## EXERCISE INSTRUCTIONS
Look through the entries for the string "yellow", and copy each line that holds it.

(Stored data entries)
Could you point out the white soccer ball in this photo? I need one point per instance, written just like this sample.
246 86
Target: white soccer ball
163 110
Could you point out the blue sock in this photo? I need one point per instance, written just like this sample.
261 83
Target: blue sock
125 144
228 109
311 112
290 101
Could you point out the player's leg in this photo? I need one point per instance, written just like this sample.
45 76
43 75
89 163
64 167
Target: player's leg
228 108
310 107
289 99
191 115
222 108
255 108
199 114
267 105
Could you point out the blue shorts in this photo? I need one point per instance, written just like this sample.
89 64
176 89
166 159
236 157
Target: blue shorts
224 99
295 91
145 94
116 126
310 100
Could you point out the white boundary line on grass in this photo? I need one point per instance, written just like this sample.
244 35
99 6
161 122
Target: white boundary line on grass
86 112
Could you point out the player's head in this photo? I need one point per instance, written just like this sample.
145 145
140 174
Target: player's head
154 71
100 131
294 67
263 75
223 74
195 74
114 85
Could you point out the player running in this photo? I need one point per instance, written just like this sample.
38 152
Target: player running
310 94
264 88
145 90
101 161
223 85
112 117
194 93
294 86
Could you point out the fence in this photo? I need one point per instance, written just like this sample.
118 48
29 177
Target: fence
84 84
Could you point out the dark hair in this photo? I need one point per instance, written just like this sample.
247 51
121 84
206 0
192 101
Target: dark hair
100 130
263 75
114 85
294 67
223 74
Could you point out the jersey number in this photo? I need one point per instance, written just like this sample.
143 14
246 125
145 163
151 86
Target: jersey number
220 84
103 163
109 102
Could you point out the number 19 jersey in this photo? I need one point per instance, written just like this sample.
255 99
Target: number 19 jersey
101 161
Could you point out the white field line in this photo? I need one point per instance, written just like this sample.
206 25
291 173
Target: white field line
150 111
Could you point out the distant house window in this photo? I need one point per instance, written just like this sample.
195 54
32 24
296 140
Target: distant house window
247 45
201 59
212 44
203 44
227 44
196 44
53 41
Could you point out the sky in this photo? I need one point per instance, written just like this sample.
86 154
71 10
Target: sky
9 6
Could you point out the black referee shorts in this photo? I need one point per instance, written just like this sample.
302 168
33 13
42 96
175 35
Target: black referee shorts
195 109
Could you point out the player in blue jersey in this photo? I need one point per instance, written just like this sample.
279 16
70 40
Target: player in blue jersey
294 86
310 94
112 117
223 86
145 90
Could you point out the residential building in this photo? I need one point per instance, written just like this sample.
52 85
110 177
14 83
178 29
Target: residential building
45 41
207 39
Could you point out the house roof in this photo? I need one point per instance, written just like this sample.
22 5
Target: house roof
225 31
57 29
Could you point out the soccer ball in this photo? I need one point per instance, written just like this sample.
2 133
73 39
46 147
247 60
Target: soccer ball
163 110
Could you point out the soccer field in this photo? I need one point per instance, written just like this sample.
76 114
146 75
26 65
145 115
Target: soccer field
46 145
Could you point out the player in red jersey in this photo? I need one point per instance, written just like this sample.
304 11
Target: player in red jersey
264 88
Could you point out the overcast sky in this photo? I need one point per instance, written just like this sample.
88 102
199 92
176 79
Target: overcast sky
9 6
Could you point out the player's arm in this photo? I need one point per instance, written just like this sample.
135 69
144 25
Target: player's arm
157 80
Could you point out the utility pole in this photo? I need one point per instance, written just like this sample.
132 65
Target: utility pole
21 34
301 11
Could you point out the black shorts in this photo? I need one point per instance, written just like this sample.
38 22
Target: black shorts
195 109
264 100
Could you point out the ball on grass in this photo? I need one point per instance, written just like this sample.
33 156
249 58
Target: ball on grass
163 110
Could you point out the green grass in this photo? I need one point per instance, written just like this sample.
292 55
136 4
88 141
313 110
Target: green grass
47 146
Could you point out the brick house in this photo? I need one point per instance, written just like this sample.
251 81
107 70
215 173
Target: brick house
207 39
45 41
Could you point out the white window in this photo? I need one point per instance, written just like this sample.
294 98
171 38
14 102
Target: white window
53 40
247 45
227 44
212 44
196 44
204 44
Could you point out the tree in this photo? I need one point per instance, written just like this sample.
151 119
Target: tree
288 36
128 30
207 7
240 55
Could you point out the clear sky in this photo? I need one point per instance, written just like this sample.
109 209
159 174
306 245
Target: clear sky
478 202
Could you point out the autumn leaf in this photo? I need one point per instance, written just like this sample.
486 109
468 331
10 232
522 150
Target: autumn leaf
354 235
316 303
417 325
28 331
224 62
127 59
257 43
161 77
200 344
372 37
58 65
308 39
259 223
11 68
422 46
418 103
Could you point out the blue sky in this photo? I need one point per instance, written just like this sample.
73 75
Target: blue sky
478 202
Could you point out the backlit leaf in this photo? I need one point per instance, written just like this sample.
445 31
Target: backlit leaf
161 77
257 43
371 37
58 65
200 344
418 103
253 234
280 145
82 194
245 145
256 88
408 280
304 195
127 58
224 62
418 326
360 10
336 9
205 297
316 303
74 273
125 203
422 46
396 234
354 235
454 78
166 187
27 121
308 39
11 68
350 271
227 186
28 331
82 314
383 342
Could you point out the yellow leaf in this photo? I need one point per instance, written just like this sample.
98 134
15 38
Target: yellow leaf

* * *

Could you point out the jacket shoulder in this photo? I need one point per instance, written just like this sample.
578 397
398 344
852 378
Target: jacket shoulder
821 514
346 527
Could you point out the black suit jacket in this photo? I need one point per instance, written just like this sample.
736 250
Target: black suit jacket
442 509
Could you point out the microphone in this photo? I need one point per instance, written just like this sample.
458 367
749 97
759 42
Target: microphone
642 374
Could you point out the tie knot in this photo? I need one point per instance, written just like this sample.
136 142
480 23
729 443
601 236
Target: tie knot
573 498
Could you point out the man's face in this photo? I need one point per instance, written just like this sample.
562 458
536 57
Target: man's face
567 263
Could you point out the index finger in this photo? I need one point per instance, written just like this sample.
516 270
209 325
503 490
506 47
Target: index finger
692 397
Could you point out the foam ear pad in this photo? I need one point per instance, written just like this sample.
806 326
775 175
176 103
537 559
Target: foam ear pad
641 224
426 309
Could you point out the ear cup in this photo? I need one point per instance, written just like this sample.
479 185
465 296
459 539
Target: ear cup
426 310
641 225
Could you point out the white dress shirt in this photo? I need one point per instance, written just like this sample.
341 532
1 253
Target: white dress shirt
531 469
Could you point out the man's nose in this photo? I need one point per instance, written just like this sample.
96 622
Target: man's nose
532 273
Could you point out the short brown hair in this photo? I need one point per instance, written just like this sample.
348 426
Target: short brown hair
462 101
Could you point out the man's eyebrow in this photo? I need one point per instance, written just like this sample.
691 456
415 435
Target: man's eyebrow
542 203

## PROBLEM SOLUTION
Could you point out the yellow leaf in this photo? I need one point per instance, written just like this sample.
Target: yellow leaf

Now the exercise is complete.